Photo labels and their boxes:
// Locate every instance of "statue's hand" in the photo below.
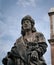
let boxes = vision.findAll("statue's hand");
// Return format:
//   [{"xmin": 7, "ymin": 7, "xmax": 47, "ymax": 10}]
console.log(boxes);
[
  {"xmin": 31, "ymin": 51, "xmax": 38, "ymax": 61},
  {"xmin": 2, "ymin": 58, "xmax": 8, "ymax": 65}
]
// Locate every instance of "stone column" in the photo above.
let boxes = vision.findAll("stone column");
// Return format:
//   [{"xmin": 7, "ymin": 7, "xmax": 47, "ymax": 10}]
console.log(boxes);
[{"xmin": 48, "ymin": 8, "xmax": 54, "ymax": 65}]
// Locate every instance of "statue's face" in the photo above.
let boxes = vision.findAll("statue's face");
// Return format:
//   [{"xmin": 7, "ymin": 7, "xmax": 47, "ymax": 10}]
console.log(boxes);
[{"xmin": 22, "ymin": 20, "xmax": 32, "ymax": 30}]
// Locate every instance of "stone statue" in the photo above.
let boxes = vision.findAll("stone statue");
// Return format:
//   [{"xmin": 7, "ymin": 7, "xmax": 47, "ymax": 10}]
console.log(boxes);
[{"xmin": 2, "ymin": 15, "xmax": 48, "ymax": 65}]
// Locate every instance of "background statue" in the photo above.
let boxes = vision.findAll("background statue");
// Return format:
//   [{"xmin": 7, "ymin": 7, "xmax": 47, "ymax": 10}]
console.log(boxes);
[{"xmin": 2, "ymin": 15, "xmax": 47, "ymax": 65}]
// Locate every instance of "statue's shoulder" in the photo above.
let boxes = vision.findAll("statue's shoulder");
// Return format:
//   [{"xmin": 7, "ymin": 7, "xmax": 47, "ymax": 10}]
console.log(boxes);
[
  {"xmin": 35, "ymin": 32, "xmax": 46, "ymax": 42},
  {"xmin": 35, "ymin": 32, "xmax": 44, "ymax": 37}
]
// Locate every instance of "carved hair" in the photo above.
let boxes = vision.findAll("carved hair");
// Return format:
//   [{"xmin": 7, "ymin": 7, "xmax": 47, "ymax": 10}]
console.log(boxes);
[{"xmin": 21, "ymin": 15, "xmax": 36, "ymax": 36}]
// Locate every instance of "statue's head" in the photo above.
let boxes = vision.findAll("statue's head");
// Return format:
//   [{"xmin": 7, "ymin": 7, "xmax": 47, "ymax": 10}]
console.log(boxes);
[{"xmin": 21, "ymin": 15, "xmax": 36, "ymax": 36}]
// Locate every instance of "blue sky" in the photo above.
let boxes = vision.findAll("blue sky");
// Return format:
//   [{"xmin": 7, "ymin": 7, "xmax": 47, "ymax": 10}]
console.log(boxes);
[{"xmin": 0, "ymin": 0, "xmax": 54, "ymax": 65}]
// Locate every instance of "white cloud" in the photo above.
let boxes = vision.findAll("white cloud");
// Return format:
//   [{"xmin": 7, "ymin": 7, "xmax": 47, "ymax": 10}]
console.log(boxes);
[{"xmin": 17, "ymin": 0, "xmax": 36, "ymax": 7}]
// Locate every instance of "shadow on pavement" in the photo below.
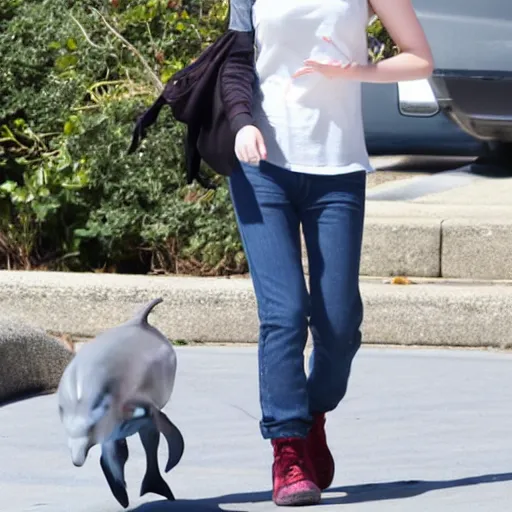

> Given request:
Please identify every line in the data above that contains the word "white", and copy each of those lines.

> Correct response:
// Locate every instance of "white cloud" in the photo above.
let boxes = vision.findAll("white cloud");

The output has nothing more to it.